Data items
▬▬▬▬▬▬▬▬▬▬

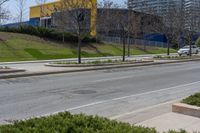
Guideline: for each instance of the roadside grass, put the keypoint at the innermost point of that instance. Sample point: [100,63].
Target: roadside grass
[193,100]
[21,47]
[67,123]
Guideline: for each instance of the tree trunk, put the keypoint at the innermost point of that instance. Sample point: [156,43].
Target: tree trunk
[79,50]
[168,48]
[190,52]
[124,49]
[63,37]
[129,46]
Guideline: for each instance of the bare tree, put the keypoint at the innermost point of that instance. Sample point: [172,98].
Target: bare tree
[21,4]
[3,1]
[75,17]
[192,26]
[43,10]
[4,13]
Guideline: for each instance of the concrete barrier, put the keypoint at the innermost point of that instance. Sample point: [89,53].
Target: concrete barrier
[186,109]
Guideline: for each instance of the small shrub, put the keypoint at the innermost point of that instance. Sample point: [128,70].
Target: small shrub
[193,100]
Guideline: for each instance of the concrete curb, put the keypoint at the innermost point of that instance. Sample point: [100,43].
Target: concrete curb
[186,109]
[5,71]
[27,74]
[75,59]
[94,65]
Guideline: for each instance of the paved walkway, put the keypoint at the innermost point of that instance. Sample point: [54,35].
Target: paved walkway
[173,121]
[39,66]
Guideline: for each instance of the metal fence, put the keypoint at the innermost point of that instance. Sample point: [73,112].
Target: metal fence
[134,41]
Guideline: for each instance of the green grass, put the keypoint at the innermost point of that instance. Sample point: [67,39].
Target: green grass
[193,100]
[20,47]
[67,123]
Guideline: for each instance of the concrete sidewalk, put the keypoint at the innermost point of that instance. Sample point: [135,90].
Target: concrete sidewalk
[173,121]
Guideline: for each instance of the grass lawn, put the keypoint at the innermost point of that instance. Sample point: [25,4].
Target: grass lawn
[193,100]
[67,123]
[20,47]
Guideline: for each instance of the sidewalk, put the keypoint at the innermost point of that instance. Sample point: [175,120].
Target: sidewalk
[173,121]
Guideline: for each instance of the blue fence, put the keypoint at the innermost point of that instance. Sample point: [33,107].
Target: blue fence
[134,41]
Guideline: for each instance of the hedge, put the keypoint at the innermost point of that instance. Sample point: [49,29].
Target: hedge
[47,33]
[67,123]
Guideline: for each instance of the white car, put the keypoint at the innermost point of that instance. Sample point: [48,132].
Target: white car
[186,50]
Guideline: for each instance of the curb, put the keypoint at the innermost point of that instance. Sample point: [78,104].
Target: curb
[11,71]
[26,74]
[186,109]
[75,59]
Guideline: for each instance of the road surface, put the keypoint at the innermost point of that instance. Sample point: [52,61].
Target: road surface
[109,93]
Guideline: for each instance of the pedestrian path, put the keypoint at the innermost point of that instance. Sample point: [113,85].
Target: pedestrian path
[173,121]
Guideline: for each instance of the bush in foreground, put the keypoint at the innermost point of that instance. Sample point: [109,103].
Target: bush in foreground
[193,100]
[67,123]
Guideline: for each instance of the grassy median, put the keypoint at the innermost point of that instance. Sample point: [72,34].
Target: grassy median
[19,47]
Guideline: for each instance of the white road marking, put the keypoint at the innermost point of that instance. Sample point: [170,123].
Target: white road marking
[111,79]
[143,109]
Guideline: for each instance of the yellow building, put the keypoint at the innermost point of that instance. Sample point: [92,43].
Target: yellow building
[45,10]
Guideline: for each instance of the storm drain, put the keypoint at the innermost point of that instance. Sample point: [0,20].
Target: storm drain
[84,92]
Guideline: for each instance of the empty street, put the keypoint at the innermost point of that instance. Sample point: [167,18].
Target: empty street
[111,93]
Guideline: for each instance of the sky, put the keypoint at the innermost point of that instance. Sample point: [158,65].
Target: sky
[13,8]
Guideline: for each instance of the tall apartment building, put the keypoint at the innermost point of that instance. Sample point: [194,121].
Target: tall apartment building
[159,7]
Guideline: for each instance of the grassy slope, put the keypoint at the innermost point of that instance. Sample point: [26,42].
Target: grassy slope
[15,47]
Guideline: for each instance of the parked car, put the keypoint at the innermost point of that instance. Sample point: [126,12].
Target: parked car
[186,50]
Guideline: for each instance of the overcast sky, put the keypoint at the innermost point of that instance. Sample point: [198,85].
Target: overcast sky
[12,7]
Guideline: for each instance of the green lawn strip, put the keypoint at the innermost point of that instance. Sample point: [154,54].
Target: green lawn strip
[67,123]
[21,47]
[193,100]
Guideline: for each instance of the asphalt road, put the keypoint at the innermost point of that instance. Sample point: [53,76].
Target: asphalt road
[109,93]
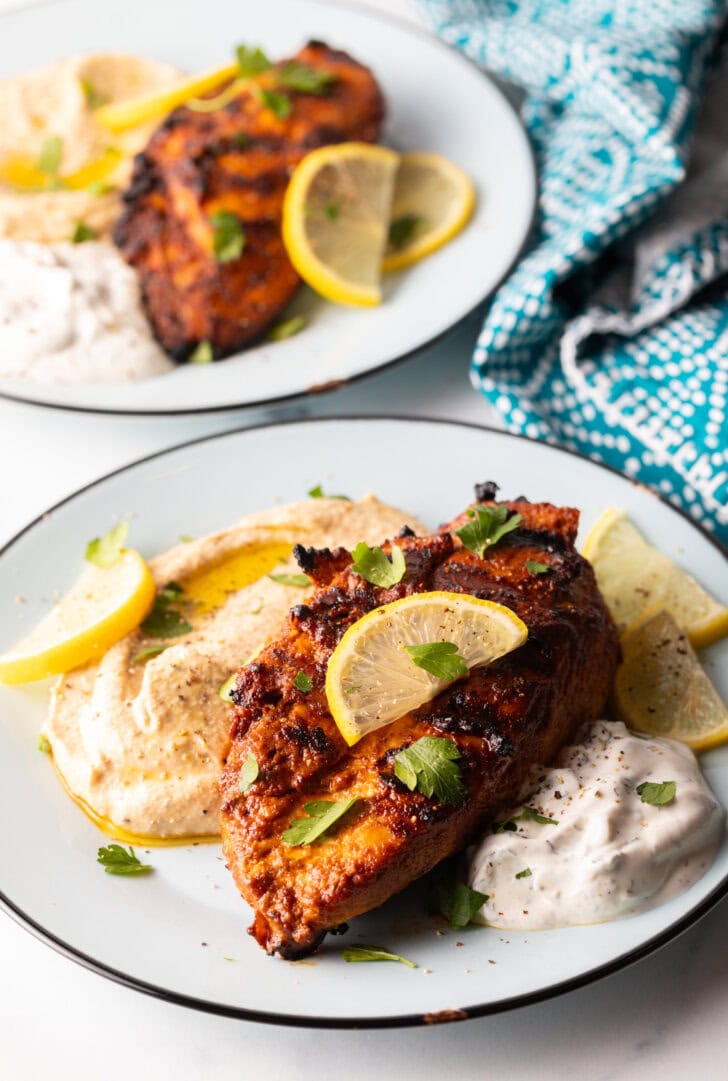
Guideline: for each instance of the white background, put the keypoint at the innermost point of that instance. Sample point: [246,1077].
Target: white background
[663,1017]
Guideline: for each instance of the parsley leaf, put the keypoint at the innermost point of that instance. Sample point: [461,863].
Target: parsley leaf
[303,78]
[82,232]
[286,329]
[251,61]
[402,229]
[373,565]
[373,953]
[166,621]
[489,525]
[117,861]
[302,581]
[249,773]
[303,682]
[657,795]
[321,816]
[105,551]
[151,651]
[228,237]
[455,901]
[429,765]
[201,354]
[438,658]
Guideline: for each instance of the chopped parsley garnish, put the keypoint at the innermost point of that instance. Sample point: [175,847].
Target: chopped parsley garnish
[429,765]
[286,329]
[201,354]
[303,78]
[117,861]
[166,619]
[151,651]
[105,551]
[251,61]
[373,953]
[249,773]
[303,682]
[322,815]
[658,795]
[440,659]
[488,526]
[82,232]
[50,158]
[228,237]
[373,565]
[402,229]
[301,581]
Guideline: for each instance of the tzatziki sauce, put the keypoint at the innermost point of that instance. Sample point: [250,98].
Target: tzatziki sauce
[603,853]
[71,312]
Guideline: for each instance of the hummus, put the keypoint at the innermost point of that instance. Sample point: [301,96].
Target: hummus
[140,744]
[56,103]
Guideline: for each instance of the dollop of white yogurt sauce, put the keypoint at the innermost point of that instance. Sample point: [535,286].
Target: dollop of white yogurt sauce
[71,312]
[608,853]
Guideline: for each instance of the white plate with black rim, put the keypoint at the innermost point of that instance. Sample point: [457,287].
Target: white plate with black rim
[173,933]
[436,101]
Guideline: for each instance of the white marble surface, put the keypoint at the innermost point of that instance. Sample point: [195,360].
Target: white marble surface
[662,1018]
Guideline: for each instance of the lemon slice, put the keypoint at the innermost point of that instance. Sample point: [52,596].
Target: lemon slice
[103,605]
[372,680]
[433,200]
[120,116]
[634,576]
[335,219]
[660,686]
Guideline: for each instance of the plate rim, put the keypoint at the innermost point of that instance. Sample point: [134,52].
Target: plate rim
[386,1022]
[331,386]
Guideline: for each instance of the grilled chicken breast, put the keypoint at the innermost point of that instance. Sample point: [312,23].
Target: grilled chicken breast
[503,718]
[237,159]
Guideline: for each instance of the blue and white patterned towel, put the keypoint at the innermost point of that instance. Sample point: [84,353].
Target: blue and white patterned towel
[609,338]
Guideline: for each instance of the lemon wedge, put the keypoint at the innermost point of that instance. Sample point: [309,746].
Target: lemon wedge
[634,576]
[103,605]
[372,679]
[661,688]
[120,116]
[433,200]
[335,219]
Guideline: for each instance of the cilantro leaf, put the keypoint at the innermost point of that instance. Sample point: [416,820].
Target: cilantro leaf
[303,682]
[488,526]
[402,229]
[105,551]
[657,795]
[82,232]
[228,237]
[286,329]
[373,953]
[303,78]
[455,901]
[166,621]
[302,581]
[249,773]
[321,816]
[373,565]
[251,61]
[429,765]
[201,354]
[117,861]
[438,658]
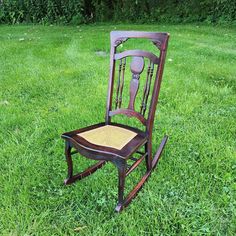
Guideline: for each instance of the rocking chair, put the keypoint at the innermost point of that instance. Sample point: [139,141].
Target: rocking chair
[117,143]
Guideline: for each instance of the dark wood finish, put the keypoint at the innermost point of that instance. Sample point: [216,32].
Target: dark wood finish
[143,138]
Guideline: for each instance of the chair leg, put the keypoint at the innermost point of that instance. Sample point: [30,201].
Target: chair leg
[121,186]
[72,178]
[69,160]
[148,158]
[125,202]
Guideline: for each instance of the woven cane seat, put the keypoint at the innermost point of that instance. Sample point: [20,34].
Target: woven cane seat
[109,136]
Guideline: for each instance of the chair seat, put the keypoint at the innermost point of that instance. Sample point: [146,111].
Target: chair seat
[113,139]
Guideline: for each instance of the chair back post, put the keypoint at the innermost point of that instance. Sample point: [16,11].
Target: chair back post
[111,82]
[160,40]
[157,86]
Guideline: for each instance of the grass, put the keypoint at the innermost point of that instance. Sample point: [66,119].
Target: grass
[52,81]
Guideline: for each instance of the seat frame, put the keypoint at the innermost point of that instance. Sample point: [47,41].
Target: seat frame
[120,158]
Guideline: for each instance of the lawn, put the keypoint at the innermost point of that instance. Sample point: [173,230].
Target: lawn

▬▬▬▬▬▬▬▬▬▬

Using the records above, print exactly the run of lines that starts with the line with "Guideline: for each instance of the overcast" and goes on through the line with "Guideline: for each instance of the parsley", pictures excluded.

- **Expected answer**:
Guideline: for each instance of the overcast sky, put the keypoint at the innermost point of that instance. Sample point: [198,85].
Target: overcast sky
[12,7]
Guideline: for each instance of the green lawn strip, put the keypoint at the innermost point of that instance. Sample point: [154,54].
Target: green lawn strip
[67,123]
[21,47]
[193,100]
Guideline: for each instance of the asphalt road, put the keypoint at the innermost point of that instance. Sample point: [53,76].
Target: asphalt road
[109,93]
Guideline: for each instance of the white background, put the keypoint at the innermost point of that instance. Sample point: [246,1077].
Target: white background
[663,1017]
Guideline: for each instance of the parsley leaf, put the keypoint at the innermost point of that instance. Sample point: [461,863].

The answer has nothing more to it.